Pulled Pork Kugel and other transgressive traditions from the ultimate treif banquet

 

January 26, 2018

Lydia Daniller

Peanut butter pie with bacon at the "Trefa Banquet 2.0."

SAN FRANCISCO (J. the Jewish News of Northern California via JTA)-"Az men est khazer, zol es shoyn rinen ibern moyl" goes an old Yiddish saying: "If you're going to eat pork, eat it until your mouth drips."

Sunday night at Brick & Mortar Music Hall here, the mouths of rabbis and foodies dripped with Peanut Butter Pie with Bacon, a Rabbit Crepinette and a Pulled Pork Potato Kugel with barbecue sauce.

The occasion was the "Trefa Banquet 2.0," a delicious spread of treif (nonkosher food) made by local Jewish chefs and served up with a side of Jewish learning and-get this!-a communal bracha (blessing) for treif led by a local rabbi.

During what was practically a seder of liturgy, symbolic foods and a narrative recounting of an important Jewish legend, a foundational myth of American Judaism was memorialized, deconstructed-and then eaten.

The original Trefa Banquet was an 1883 event at which leaders of the early American Reform movement made a bold, antagonistic statement by serving nonkosher dishes to commemorate the ordination of the first graduating class of Hebrew Union College in Cincinnati. As the story is often told, a group of rabbis stormed out in protest and ran off to start the Conservative movement.

But as Jewish studies professor Rachel Gross of San Francisco State University told the crowd Sunday night, that story is only kind of true.

The San Francisco event was organized by Alix Wall, a contributing editor to J. who writes its "Organic Epicure" column, as part of the Illuminoshi, a not-so-secret organization she founded for local Jews working in the food industry. Following Gross' talk, an array of Bay Area chefs presented a buffet meal of treif, treif and more treif.

When I first arrived, I struck up a conversation with Rabbi Camille Angel, formerly of Congregation Shaar Zahav, San Francisco's historically gay synagogue. She proudly identifies as a "second-generation lobster-eating rabbi."

Collected data:

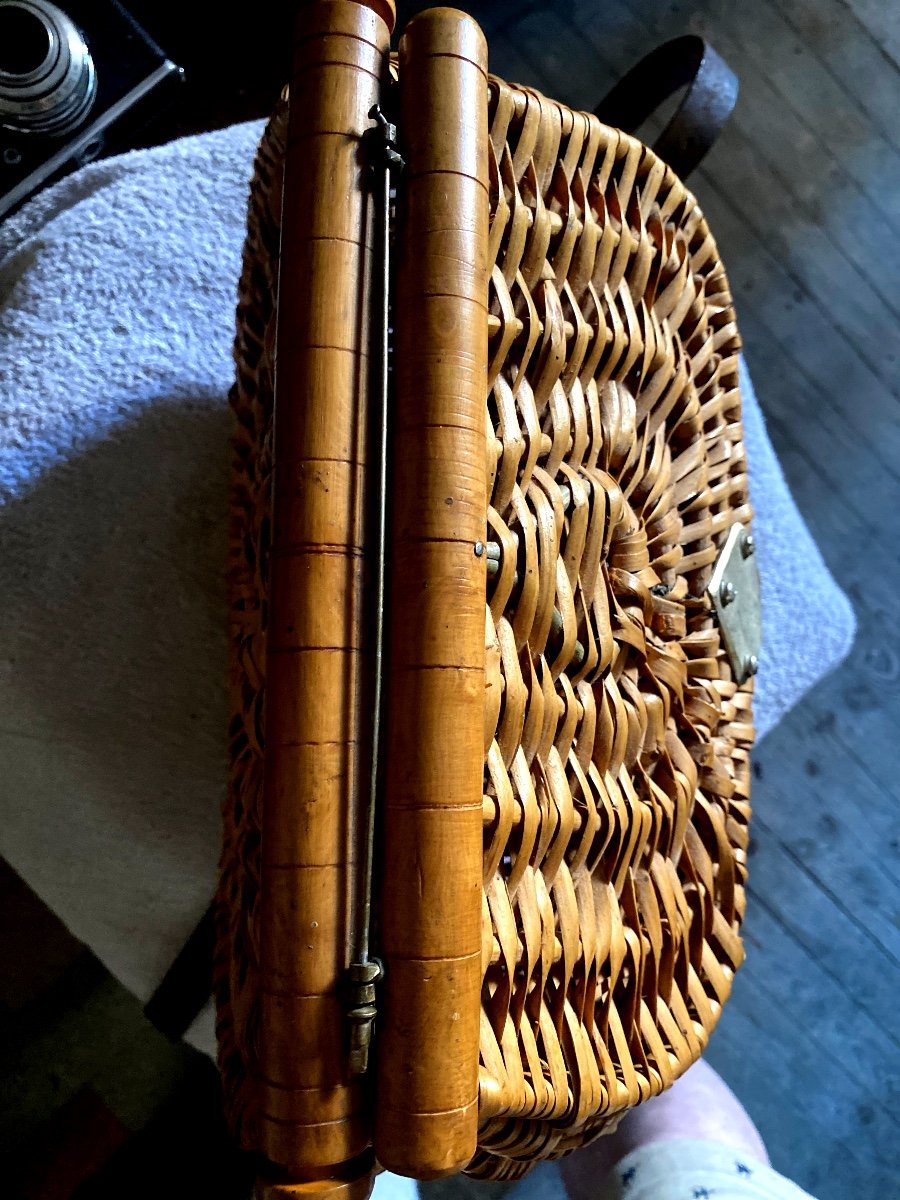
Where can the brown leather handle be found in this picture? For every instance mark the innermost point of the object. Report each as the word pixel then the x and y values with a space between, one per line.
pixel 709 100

Aim of the exercise:
Please pick up the article about the San Francisco treif banquet after its last sentence and keep writing it.

The output:
Her dad was ordained in 1934 at HUC in Cincinnati, the site of the original Trefa Banquet, and she grew up knowing all about that notorious meal, Angel said.

Lobster held a special place in her family. It was, she told me, "our family celebratory meal, but always at home. We only ate lobster out when we were in Maine." Well, naturally.

They even had a bracha for lobster: "'Thank you for all gifts of land and sea,' motzi-then crack it open!"

Angel said her family delighted in this sort of thing.

"My mother loved sending me to school during Passover with a lunch of matzah with ham and cheese," she said. This led to teasing from another Jewish classmate, who felt this somehow diminished Angel's Jewish cred.

In the middle of our conversation, Angel called out to a nearby figure, the only person besides myself wearing a kippah.

"Rabbi, what do you have there?" she asked.

Rabbi Sydney Mintz of Reform Congregation Emanu-El in San Francisco looked up.

"Bacon!" she said cheerfully, popping another tiny chocolate cup filled with peanut butter pudding and bacon into her mouth.

Then the learning began.

"Our story starts on July 11, 1883, one of the most infamous days in American Jewish history," Gross said, setting the scene.

"It was a hot and humid evening in Cincinnati. Two hundred and fifteen guests had assembled at the Highland House, a resort and restaurant, overlooking the Ohio River. They included a who's who list of the most elite Jewish leaders in the United States, as well as local non-Jewish civic leaders, Christian clergy and professors from the University of Cincinnati."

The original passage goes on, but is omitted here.